▶ **To do**
Which lines in the rows below contain the word "grateful"? List every one of them in full.

■ ■ ■ ■

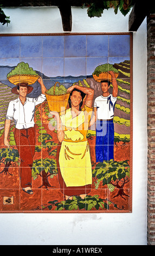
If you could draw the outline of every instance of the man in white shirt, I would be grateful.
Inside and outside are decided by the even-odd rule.
[[[42,79],[38,79],[41,87],[42,94],[37,98],[27,97],[33,90],[33,87],[26,83],[21,83],[12,89],[12,92],[19,97],[10,102],[6,115],[4,127],[4,145],[9,147],[8,135],[11,120],[15,121],[15,140],[18,150],[21,163],[20,178],[23,190],[28,194],[33,194],[31,190],[31,167],[35,150],[35,131],[34,115],[35,106],[42,103],[46,99],[46,88]]]
[[[108,71],[112,77],[113,92],[109,93],[110,82],[101,82],[102,95],[94,101],[94,115],[90,125],[96,122],[96,162],[103,162],[114,158],[114,111],[117,99],[118,84],[114,73]]]

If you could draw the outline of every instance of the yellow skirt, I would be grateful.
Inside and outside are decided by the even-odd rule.
[[[63,141],[59,154],[59,164],[67,187],[92,184],[92,164],[87,141]]]

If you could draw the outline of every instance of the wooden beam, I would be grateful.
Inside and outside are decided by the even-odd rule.
[[[148,0],[147,4],[143,4],[137,1],[128,17],[128,31],[137,31],[144,19],[151,11],[155,10],[155,2]]]
[[[71,6],[62,3],[58,6],[62,19],[63,31],[72,31],[72,16]]]

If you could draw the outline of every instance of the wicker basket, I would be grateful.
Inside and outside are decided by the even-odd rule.
[[[53,95],[49,95],[48,90],[45,93],[50,111],[60,113],[66,109],[70,93],[55,95],[55,87],[57,83],[59,83],[60,86],[60,83],[56,82],[54,85]]]
[[[114,74],[115,77],[117,78],[118,77],[119,73],[114,72]],[[99,74],[99,76],[93,74],[93,76],[94,80],[96,82],[99,82],[99,83],[100,83],[102,80],[109,80],[111,82],[112,81],[112,76],[107,72],[102,72]]]
[[[10,83],[16,86],[20,83],[27,83],[33,84],[39,78],[40,76],[35,75],[14,75],[9,76],[8,79]]]

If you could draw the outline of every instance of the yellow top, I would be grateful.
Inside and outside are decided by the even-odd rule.
[[[79,115],[74,118],[72,118],[71,108],[61,113],[60,119],[64,132],[64,141],[80,142],[87,141],[92,108],[85,105],[81,110]]]

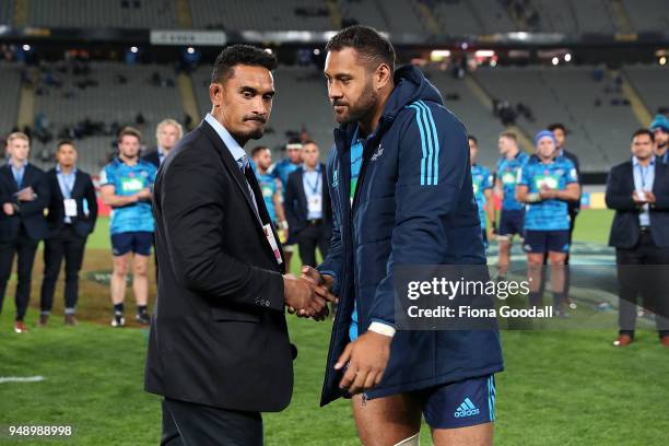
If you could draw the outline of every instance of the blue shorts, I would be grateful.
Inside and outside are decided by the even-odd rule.
[[[412,392],[432,429],[468,427],[495,421],[495,376],[488,375]]]
[[[518,234],[523,236],[525,226],[525,210],[513,210],[505,211],[504,209],[500,213],[500,227],[497,228],[498,235],[514,236]]]
[[[151,245],[153,245],[152,232],[111,234],[111,253],[115,256],[124,256],[130,251],[140,256],[151,256]]]
[[[568,253],[570,230],[564,231],[525,231],[523,249],[526,253]]]

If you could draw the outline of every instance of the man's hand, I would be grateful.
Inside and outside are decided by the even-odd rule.
[[[348,364],[339,387],[355,395],[378,385],[388,365],[391,341],[389,336],[367,331],[349,343],[334,364],[337,371]]]
[[[33,201],[35,199],[35,191],[31,186],[21,189],[16,196],[19,201]]]
[[[293,274],[283,275],[283,287],[285,304],[289,308],[301,312],[303,316],[321,318],[322,309],[327,306],[328,301],[334,302],[334,296],[327,290],[317,292],[319,286]]]

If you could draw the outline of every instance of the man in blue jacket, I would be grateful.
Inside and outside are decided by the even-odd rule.
[[[352,396],[366,445],[414,445],[421,414],[437,445],[492,443],[498,333],[397,330],[400,265],[484,265],[467,132],[414,67],[375,30],[327,45],[340,127],[327,163],[330,251],[313,280],[339,295],[321,404]]]

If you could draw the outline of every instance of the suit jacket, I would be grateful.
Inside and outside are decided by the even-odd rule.
[[[23,226],[28,237],[40,240],[47,237],[48,226],[44,218],[44,209],[49,203],[49,187],[46,183],[44,172],[32,164],[25,166],[23,184],[21,189],[31,186],[37,196],[33,201],[19,201],[14,193],[19,186],[9,164],[0,167],[0,202],[14,203],[19,211],[13,215],[7,215],[0,210],[0,242],[9,242],[16,238]]]
[[[632,200],[634,192],[634,166],[626,161],[611,168],[607,179],[606,201],[615,210],[609,245],[632,248],[639,237],[639,208]],[[656,160],[653,193],[656,203],[650,207],[650,234],[657,246],[669,247],[669,166]]]
[[[325,164],[320,164],[320,176],[322,184],[322,220],[326,231],[332,231],[332,203],[330,202],[330,193],[326,178]],[[294,237],[302,230],[307,227],[308,204],[306,193],[304,191],[304,167],[297,168],[289,175],[285,187],[285,218],[289,222],[289,231],[291,237]]]
[[[62,190],[60,190],[55,167],[46,173],[46,177],[50,190],[47,223],[49,224],[49,236],[54,236],[58,234],[64,224],[64,197],[62,196]],[[95,221],[97,220],[97,196],[95,195],[95,186],[93,186],[91,175],[77,169],[70,197],[77,200],[77,216],[71,219],[72,228],[80,236],[87,237],[95,228]],[[89,215],[84,213],[84,200],[86,200],[89,206]]]
[[[157,149],[152,149],[142,155],[142,160],[153,164],[155,168],[161,167],[161,157],[159,156]]]
[[[290,402],[284,263],[271,250],[246,181],[259,218],[271,225],[253,171],[245,179],[206,121],[159,171],[153,212],[161,273],[149,392],[244,411],[280,411]]]

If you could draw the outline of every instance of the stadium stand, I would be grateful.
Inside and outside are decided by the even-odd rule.
[[[669,70],[657,66],[630,66],[624,69],[627,79],[642,96],[650,114],[669,113]]]
[[[52,27],[174,28],[177,21],[174,0],[31,0],[28,23]]]
[[[12,23],[12,16],[14,13],[13,0],[0,1],[0,25],[9,25]]]
[[[332,20],[321,0],[190,0],[193,25],[199,28],[325,31]],[[292,13],[291,13],[292,12]]]
[[[630,134],[639,127],[608,73],[596,67],[480,69],[474,77],[491,96],[521,102],[535,121],[518,117],[533,134],[550,122],[563,121],[571,131],[567,146],[584,172],[601,172],[629,156]]]
[[[669,10],[665,0],[623,0],[623,3],[637,32],[669,30]]]
[[[16,126],[19,98],[21,95],[21,70],[19,63],[0,62],[0,134],[5,136]]]
[[[95,129],[94,136],[77,140],[82,168],[93,173],[99,171],[111,152],[111,143],[120,127],[138,127],[143,133],[143,143],[153,146],[157,122],[166,117],[178,120],[184,117],[178,91],[169,82],[175,77],[171,68],[115,62],[91,62],[89,67],[89,74],[74,74],[71,68],[64,72],[55,69],[62,86],[43,83],[38,87],[36,104],[36,121],[42,114],[56,138],[66,127],[78,128],[78,131],[85,127]],[[160,73],[161,82],[157,82],[155,73]],[[138,124],[139,114],[143,124]],[[90,124],[82,125],[86,119]],[[33,159],[37,157],[37,164],[48,160],[42,153],[45,149],[52,152],[54,145],[54,141],[43,143],[34,140]]]

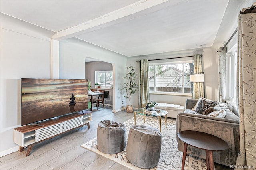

■ ■ ■ ■

▶ **Answer to this problem**
If you could draw the outline of every instance of the man in white shirt, I would be grateful.
If you could draw the outline of every instance of the yellow skirt, I would be grateful.
If you could draw the outline of every instance of the wooden beam, I would be grateful.
If you could draw the outline of every instance of the wicker basket, I would be grateful.
If you could draw the outline of every instance of the yellow top, I would be grateful.
If you could draw the outline of every instance of the blue shorts, I would be grateful.
If you could draw the outline of every instance of the man's hand, I would be grateful.
If you could draw the outline of every instance of the man in blue jacket, I would be grateful.
If you could draw the outline of every instance of the suit jacket, I would be grateful.
If you could draw the outline of every instance of the stadium stand, I would be grateful.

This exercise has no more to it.